◆ **Information supplied**:
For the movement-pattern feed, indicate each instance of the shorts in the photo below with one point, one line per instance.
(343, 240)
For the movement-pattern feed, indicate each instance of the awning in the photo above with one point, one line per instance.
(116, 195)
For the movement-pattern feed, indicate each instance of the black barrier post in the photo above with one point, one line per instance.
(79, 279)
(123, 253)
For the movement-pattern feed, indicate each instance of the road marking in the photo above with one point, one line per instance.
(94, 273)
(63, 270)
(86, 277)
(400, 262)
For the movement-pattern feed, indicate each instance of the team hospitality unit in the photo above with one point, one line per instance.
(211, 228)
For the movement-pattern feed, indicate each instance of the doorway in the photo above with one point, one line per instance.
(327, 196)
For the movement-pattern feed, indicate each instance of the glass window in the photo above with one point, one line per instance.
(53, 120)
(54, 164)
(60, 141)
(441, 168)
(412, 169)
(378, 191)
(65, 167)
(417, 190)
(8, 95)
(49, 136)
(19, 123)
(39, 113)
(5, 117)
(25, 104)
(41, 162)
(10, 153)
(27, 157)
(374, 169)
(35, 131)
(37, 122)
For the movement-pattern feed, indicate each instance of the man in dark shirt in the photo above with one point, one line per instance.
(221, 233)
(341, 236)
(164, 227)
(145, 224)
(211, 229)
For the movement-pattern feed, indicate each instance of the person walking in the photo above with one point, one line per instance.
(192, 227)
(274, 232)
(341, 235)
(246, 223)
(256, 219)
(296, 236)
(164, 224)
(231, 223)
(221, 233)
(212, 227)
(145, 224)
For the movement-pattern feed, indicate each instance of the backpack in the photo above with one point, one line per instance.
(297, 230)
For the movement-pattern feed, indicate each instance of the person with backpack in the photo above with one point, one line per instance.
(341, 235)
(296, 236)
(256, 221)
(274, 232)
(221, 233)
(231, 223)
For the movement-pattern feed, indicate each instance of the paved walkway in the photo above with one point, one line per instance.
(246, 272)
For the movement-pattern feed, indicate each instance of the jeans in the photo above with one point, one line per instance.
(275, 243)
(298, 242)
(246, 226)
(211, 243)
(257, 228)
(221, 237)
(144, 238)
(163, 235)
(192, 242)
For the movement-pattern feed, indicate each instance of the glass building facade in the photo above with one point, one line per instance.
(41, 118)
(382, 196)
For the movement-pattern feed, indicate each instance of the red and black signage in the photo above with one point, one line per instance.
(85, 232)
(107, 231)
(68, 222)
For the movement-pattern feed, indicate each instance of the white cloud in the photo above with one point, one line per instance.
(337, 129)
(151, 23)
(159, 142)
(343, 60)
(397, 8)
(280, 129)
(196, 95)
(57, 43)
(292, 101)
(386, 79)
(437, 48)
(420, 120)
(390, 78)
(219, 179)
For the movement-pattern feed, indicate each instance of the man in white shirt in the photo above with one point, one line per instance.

◆ **What to produce**: Write out again the part of the material that opens with the line containing "of the white" and runs through the end of the material, keeping every line in it and raising each coordinate in the answers by 29.

◆ **Output for this exercise**:
For the movement-pattern feed, indicate each instance of the white cloud in the photo above with one point, one line per instance.
(366, 158)
(180, 52)
(188, 171)
(372, 89)
(426, 37)
(309, 158)
(225, 124)
(86, 72)
(321, 130)
(415, 108)
(466, 77)
(449, 149)
(419, 107)
(248, 208)
For the movement-pattern feed, indicate each instance of the man in white shirt in the photo above with one point, one line per instance.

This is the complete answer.